Цитируемый отрывок:
··········
Я не сказал и четверти того, что хотел сказать, но это гигантский труд — писать этим проклятым пером. Не знаю, что вы подумаете об этом письме. Напишите мне, хорошо? Верьте мне, моя дорогая Нора, я чту вас очень высоко, но хочу большего, чем ваши ласки. Вы снова оставили меня в муках сомнения.
Дж. А. Дж.
29 августа 1904 года».
Сопротивляясь его крайностям, Нора пыталась удержать Джойса на уровне людей, которых знала или по крайней мере представляла. Джойса, похоже, забавляло, что его принимают за обычного человека, — отсюда можно было изображать себя исключением, признаваясь в поступках, ужасавших Нору, и как бы проверяя ее. А затем можно было писать ей покаянные письма: «Во мне есть немного дьяволического, что доставляет мне удовольствие опровергать мнение людей обо мне и доказывать им, что я и вправду эгоистичен, горделив, коварен и безразличен к другим». Иногда она разбивала его позы так безжалостно, что Джойс, потративший на них немало сил, оказывался в замешательстве. Но ему везло — за роман такого уровня сложности любой романист отдал бы палец.
Джойс уже проигрывал и сценарий отъезда, по возможности окончательного, вот только героиню он еще не видел. Нора могла оказаться серьезным бременем, у этой связи могли быть малопривлекательные последствия, и потому он склонялся к участию в труппе актеров-гастролеров. А тут еще подоспела очередная перемена мест — добросердечные Мак-Кирнаны уезжали на отдых и запирали дом.
К семье Джойс возвращаться не хотел. В добропорядочном семействе Казинсов ему было не по себе. Около недели он прожил в доме тетушки Джозефины Мюррей, но дядя Уильям его не выносил и после пары возвращений в неподобающем виде предложил ему съехать. Ночь он провел у знакомого студента-медика, несколько незадокументированных суток еще где-то и 9 января оказался в Сэндикоуве, в круглой каменной башне. Такие веком раньше строились на ирландском побережье как защитные сооружения на случай высадки Наполеона. Первая такая башня была построена на Корсике, на мысе Мартелло, и так стали называться они все. Каменной кладки стены восьмифутовой толщины выглядели совершенно по-средневековому. Высотой башня в 40 футов, то есть 12 метров, имеет два этажа и рассчитана на гарнизон человек в двадцать. Обычно на ее плоской крыше стояло одно мощное орудие, способное с вращающейся платформы вести огонь по окружности.
··········
Задание 1:
Выведите без изменений фрагмент отрывка о Джойсе и Норе, начиная со слов "29 августа 1904" и продолжая до слов "отдал бы палец." включительно.
Записи не имеют никакого отношения к отрывку.

Записи с отметками названных объектов точками:
··········
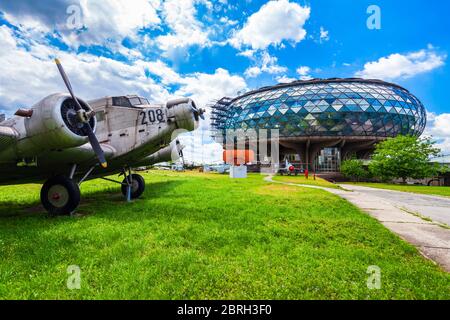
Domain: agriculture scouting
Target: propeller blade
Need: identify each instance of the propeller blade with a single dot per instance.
(84, 118)
(68, 85)
(180, 152)
(95, 145)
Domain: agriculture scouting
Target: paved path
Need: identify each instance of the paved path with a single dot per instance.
(394, 210)
(433, 207)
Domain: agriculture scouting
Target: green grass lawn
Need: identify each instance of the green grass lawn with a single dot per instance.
(300, 179)
(431, 190)
(205, 236)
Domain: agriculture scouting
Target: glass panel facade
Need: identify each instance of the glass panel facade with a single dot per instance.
(331, 108)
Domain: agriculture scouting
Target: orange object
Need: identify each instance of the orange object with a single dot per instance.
(238, 157)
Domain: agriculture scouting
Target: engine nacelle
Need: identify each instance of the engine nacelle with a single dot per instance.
(53, 125)
(182, 111)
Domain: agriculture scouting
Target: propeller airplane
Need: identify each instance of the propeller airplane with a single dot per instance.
(64, 141)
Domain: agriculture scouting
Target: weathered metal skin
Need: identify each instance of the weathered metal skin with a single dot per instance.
(43, 146)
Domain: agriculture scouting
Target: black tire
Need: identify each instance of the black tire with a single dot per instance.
(60, 196)
(137, 188)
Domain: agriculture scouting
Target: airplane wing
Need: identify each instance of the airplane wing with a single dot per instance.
(7, 137)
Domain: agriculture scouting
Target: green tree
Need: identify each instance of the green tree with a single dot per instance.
(354, 169)
(404, 157)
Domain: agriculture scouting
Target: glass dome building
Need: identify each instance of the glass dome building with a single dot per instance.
(323, 121)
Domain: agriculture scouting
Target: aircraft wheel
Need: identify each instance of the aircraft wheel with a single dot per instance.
(137, 186)
(60, 196)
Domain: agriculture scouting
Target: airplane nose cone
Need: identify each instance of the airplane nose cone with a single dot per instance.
(186, 113)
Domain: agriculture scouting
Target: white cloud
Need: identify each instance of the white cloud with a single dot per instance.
(396, 66)
(304, 73)
(186, 30)
(29, 74)
(324, 34)
(275, 22)
(266, 64)
(102, 22)
(438, 127)
(205, 87)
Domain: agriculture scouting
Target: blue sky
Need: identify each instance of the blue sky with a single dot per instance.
(207, 49)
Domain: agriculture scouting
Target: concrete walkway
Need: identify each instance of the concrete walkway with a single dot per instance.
(398, 212)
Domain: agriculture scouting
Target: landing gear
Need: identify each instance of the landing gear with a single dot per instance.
(135, 184)
(60, 195)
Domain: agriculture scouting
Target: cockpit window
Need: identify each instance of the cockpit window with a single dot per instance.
(129, 102)
(135, 101)
(144, 101)
(121, 102)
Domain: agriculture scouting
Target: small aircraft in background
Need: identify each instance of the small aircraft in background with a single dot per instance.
(64, 141)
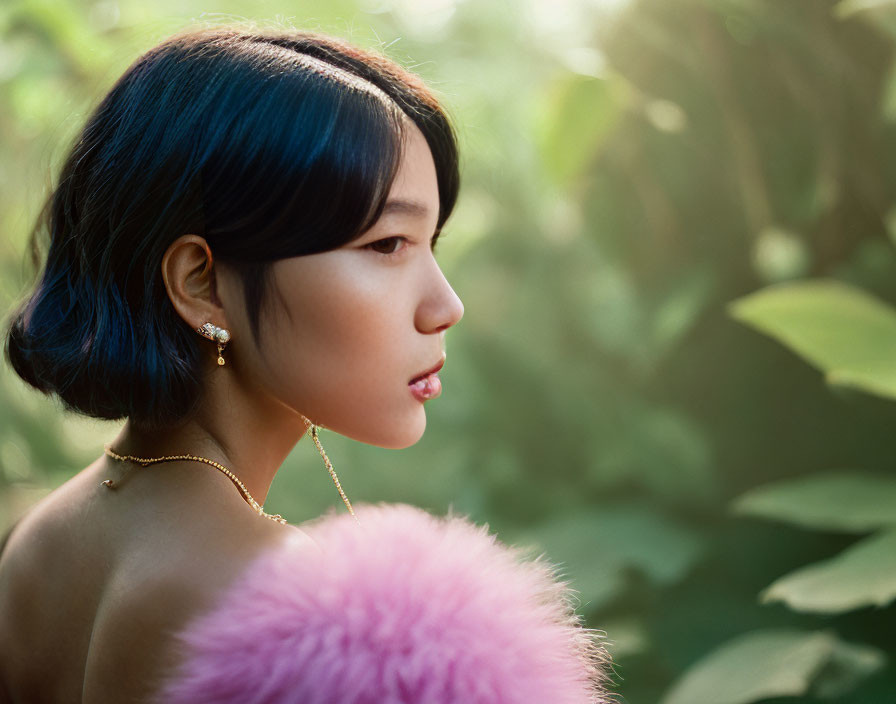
··········
Задание 2:
Верните каждую строку записей, где встречается слово "cockpit", и учитывайте регистр букв.

Ответ 1:
29 августа 1904 года».
Сопротивляясь его крайностям, Нора пыталась удержать Джойса на уровне людей, которых знала или по крайней мере представляла. Джойса, похоже, забавляло, что его принимают за обычного человека, — отсюда можно было изображать себя исключением, признаваясь в поступках, ужасавших Нору, и как бы проверяя ее. А затем можно было писать ей покаянные письма: «Во мне есть немного дьяволического, что доставляет мне удовольствие опровергать мнение людей обо мне и доказывать им, что я и вправду эгоистичен, горделив, коварен и безразличен к другим». Иногда она разбивала его позы так безжалостно, что Джойс, потративший на них немало сил, оказывался в замешательстве. Но ему везло — за роман такого уровня сложности любой романист отдал бы палец.

Ответ 2:
Target: cockpit window
Need: identify each instance of the cockpit window with a single dot per instance.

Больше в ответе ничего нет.